# [Assignment]
Where does the word "flame" show up in the records? Copy every line that has it.

# [Data supplied]
┄┄┄┄┄┄┄┄┄┄┄┄┄┄┄┄┄┄┄┄

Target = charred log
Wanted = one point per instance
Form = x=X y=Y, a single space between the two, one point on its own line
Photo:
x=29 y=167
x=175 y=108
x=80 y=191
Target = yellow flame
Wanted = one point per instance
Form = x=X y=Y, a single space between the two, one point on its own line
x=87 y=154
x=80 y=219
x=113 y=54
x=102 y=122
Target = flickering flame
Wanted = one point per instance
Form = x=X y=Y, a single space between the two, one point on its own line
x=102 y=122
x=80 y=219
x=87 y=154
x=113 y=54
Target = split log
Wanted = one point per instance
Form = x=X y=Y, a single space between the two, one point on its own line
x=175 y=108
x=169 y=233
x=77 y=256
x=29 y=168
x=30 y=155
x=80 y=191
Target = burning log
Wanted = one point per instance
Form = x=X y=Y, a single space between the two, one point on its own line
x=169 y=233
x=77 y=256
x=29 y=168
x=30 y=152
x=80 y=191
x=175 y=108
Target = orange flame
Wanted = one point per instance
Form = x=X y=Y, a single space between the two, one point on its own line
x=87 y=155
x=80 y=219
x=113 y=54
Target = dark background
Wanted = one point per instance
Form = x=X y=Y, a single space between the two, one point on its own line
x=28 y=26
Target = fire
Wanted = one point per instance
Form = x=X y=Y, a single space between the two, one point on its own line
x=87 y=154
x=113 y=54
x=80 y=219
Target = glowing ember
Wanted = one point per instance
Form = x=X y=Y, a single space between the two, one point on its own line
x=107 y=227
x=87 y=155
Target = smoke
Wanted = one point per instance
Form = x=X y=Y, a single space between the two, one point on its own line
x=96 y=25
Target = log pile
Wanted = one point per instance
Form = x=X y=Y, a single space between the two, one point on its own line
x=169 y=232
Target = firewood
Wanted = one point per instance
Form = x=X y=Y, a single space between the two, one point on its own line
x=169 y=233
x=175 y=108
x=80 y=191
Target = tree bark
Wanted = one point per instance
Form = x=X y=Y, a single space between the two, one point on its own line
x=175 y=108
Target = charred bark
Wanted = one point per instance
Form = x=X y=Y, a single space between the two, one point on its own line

┄┄┄┄┄┄┄┄┄┄┄┄┄┄┄┄┄┄┄┄

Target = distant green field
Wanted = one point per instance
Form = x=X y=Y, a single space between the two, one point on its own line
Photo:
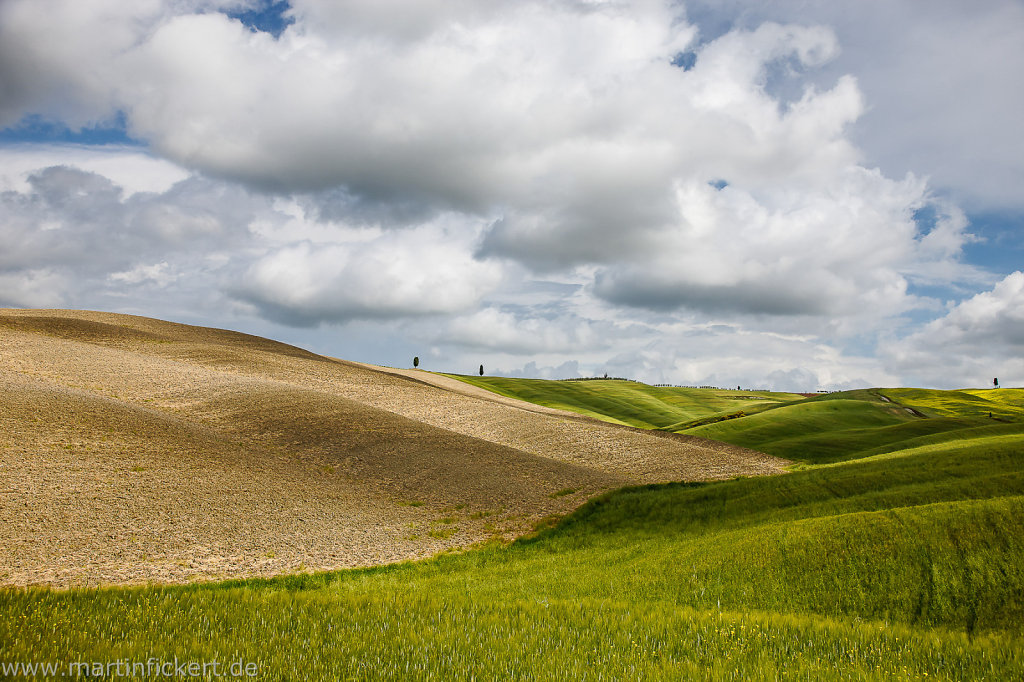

┄┄┄┄┄┄┄┄┄┄┄┄┄┄┄┄┄┄┄┄

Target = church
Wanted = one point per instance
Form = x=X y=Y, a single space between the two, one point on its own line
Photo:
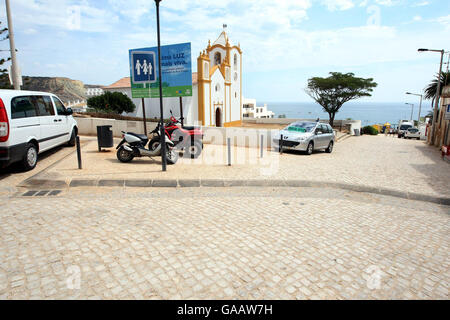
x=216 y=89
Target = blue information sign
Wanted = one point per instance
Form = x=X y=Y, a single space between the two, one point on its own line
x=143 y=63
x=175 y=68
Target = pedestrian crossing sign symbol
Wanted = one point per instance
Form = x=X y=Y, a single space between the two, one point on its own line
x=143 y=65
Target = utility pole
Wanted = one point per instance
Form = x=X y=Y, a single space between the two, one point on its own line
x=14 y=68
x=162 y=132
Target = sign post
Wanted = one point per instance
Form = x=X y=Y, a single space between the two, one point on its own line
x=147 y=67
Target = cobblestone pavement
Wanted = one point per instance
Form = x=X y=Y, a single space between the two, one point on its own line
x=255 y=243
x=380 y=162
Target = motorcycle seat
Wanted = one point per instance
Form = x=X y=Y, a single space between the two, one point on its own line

┄┄┄┄┄┄┄┄┄┄┄┄┄┄┄┄┄┄┄┄

# [Output of the exercise]
Target = yellow flame
Target = flickering flame
Target = orange flame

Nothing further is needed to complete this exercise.